How to complete this task: What is needed is every line of the data that includes the word "below". Please copy each one.

(Recorded data)
_ _ _
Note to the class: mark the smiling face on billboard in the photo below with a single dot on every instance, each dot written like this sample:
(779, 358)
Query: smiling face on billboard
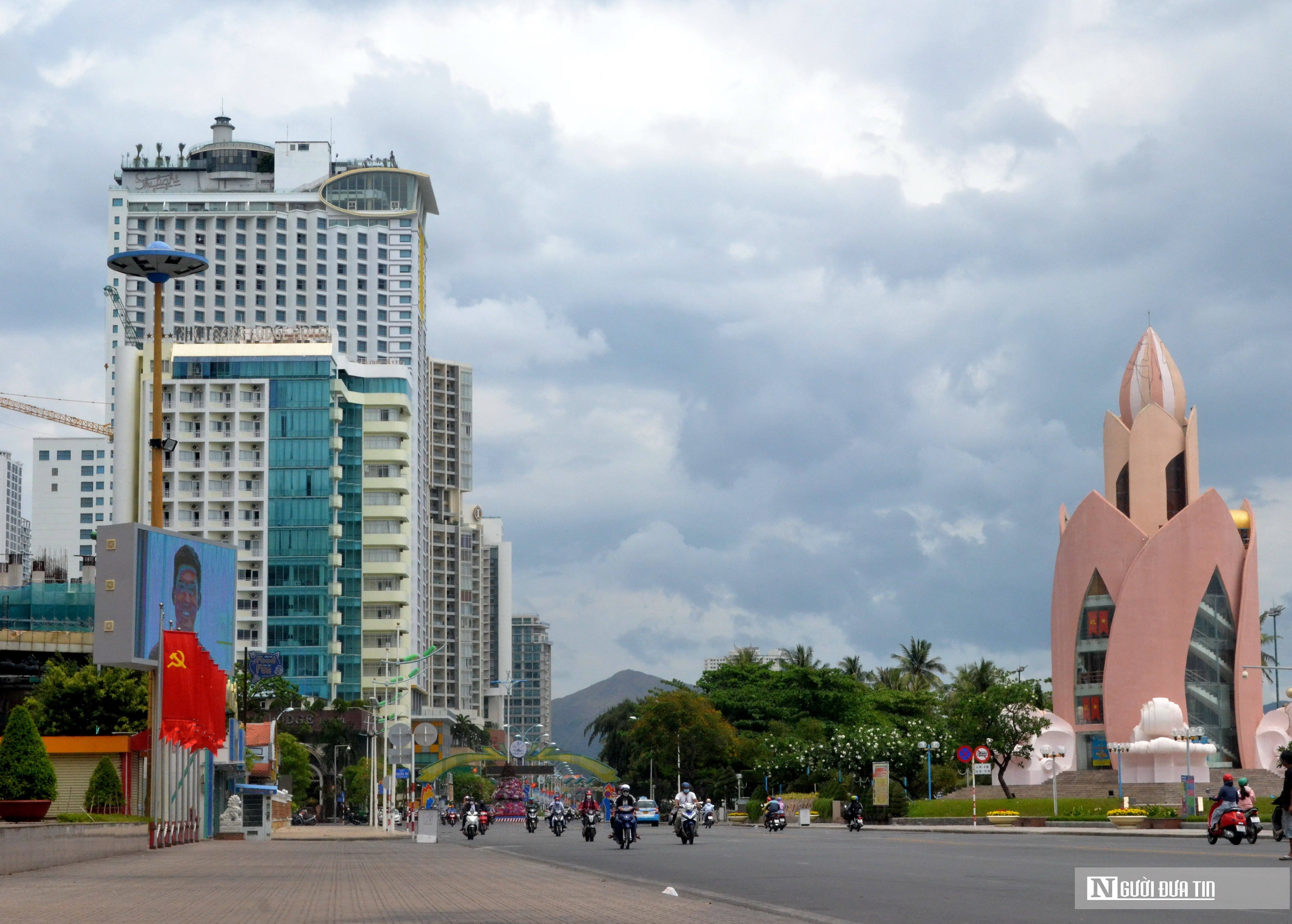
(186, 589)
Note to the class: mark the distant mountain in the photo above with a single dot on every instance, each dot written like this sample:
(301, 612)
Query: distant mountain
(570, 715)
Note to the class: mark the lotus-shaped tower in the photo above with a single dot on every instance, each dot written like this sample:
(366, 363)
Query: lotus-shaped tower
(1155, 587)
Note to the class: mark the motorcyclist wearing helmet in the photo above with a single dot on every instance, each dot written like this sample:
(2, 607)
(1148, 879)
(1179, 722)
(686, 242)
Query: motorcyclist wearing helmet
(625, 803)
(680, 802)
(556, 810)
(1225, 800)
(468, 804)
(1246, 795)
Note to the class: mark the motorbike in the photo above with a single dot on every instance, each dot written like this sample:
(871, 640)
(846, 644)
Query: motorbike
(625, 829)
(1254, 825)
(473, 825)
(689, 824)
(855, 820)
(1232, 825)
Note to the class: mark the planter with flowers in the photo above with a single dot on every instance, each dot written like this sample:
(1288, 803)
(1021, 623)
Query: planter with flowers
(1128, 818)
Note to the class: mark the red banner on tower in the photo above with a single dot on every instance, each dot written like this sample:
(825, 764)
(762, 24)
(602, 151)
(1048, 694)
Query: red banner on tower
(193, 695)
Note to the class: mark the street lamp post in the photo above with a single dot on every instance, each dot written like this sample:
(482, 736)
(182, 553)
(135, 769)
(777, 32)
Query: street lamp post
(929, 747)
(1052, 755)
(159, 264)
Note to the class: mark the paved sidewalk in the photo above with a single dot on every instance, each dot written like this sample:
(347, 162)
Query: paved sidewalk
(338, 833)
(343, 882)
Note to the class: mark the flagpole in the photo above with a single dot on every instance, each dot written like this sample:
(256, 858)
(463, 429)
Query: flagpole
(158, 804)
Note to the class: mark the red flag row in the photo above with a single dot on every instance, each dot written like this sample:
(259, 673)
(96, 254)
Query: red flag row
(193, 695)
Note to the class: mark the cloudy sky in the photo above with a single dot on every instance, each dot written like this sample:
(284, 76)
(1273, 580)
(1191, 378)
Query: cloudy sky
(791, 322)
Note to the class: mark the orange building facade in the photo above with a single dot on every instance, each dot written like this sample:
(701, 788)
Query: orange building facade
(1155, 591)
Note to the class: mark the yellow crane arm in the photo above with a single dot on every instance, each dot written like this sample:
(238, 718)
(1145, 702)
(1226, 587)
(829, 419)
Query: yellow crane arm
(102, 430)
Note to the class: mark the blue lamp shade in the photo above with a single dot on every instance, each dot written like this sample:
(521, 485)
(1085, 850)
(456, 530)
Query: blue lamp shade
(158, 263)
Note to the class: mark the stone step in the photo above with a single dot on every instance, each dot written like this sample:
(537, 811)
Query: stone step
(1104, 784)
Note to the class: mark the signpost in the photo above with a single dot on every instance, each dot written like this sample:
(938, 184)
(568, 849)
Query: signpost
(880, 777)
(981, 756)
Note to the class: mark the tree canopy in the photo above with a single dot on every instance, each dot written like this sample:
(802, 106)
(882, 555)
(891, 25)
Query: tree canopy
(86, 700)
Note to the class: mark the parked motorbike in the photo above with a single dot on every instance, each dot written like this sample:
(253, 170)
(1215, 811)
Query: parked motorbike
(853, 818)
(623, 828)
(1232, 825)
(691, 816)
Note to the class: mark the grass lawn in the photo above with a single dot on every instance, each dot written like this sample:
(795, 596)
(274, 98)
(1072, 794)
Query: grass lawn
(1069, 810)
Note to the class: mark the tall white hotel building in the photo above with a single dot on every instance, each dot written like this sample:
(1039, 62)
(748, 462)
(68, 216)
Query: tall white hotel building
(308, 248)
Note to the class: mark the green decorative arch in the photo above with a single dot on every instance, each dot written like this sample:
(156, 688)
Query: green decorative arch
(440, 768)
(603, 772)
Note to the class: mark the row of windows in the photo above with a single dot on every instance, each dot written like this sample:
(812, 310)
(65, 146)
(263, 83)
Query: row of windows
(263, 225)
(65, 456)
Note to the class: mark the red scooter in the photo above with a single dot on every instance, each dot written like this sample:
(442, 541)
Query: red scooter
(1232, 825)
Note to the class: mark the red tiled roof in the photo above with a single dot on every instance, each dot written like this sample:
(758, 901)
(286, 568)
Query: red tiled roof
(259, 735)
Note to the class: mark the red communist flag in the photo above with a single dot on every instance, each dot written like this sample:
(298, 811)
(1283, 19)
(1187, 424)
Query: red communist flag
(193, 695)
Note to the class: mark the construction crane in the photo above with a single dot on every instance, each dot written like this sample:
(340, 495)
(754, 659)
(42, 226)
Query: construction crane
(134, 335)
(102, 430)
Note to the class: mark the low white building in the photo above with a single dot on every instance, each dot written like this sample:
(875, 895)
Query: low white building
(773, 657)
(71, 495)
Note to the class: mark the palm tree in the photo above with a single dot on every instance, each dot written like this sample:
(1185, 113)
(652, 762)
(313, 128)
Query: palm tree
(892, 679)
(613, 727)
(919, 665)
(852, 666)
(972, 679)
(803, 657)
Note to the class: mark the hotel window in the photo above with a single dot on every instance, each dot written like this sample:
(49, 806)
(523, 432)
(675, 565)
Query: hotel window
(1210, 674)
(1178, 486)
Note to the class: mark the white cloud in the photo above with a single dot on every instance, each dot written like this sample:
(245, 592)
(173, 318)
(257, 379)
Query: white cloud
(506, 336)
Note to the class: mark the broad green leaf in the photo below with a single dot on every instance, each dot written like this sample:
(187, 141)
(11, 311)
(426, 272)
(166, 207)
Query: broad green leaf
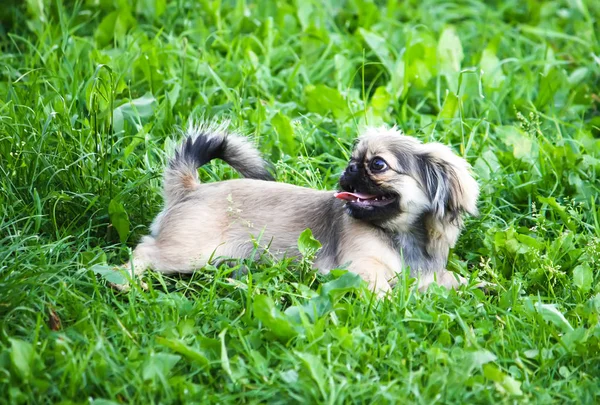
(381, 100)
(450, 107)
(450, 54)
(529, 241)
(102, 401)
(316, 308)
(272, 318)
(225, 365)
(105, 30)
(179, 347)
(159, 365)
(583, 277)
(109, 273)
(524, 146)
(285, 131)
(480, 357)
(119, 219)
(345, 283)
(304, 11)
(321, 99)
(21, 357)
(315, 367)
(560, 210)
(380, 46)
(307, 244)
(151, 8)
(504, 382)
(137, 112)
(491, 69)
(550, 313)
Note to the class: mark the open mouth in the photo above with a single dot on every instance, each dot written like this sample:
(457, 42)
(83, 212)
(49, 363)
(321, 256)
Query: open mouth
(365, 200)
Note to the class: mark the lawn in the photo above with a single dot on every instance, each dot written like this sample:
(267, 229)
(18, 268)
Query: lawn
(91, 96)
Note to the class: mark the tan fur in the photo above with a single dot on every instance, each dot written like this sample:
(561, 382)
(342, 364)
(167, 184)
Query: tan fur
(212, 223)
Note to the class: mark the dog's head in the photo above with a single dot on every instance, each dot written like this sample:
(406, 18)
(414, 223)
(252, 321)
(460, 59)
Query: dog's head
(393, 180)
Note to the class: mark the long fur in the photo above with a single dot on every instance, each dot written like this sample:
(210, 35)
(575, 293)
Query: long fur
(203, 143)
(427, 188)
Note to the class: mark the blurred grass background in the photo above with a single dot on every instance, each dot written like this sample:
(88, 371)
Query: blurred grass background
(90, 95)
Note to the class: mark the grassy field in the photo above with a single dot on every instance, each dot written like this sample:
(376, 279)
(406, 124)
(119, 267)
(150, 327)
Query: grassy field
(90, 95)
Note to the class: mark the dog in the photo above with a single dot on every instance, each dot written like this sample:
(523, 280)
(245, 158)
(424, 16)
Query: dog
(399, 207)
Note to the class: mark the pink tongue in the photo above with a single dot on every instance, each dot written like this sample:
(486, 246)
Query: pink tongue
(344, 195)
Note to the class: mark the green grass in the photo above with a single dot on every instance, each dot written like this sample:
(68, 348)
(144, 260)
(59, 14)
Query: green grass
(90, 95)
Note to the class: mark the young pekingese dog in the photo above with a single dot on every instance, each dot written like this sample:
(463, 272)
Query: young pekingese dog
(399, 206)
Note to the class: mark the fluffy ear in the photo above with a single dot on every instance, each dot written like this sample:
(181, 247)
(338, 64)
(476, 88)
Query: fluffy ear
(449, 184)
_ _ _
Task answer:
Note to the class: mark the smiling face on billboard in the photo below with a single dot on every instance, each dot written like this sample:
Note to the class: mark the broad green leaf in the photo below with a single dot on every instance, each dot written like this sample:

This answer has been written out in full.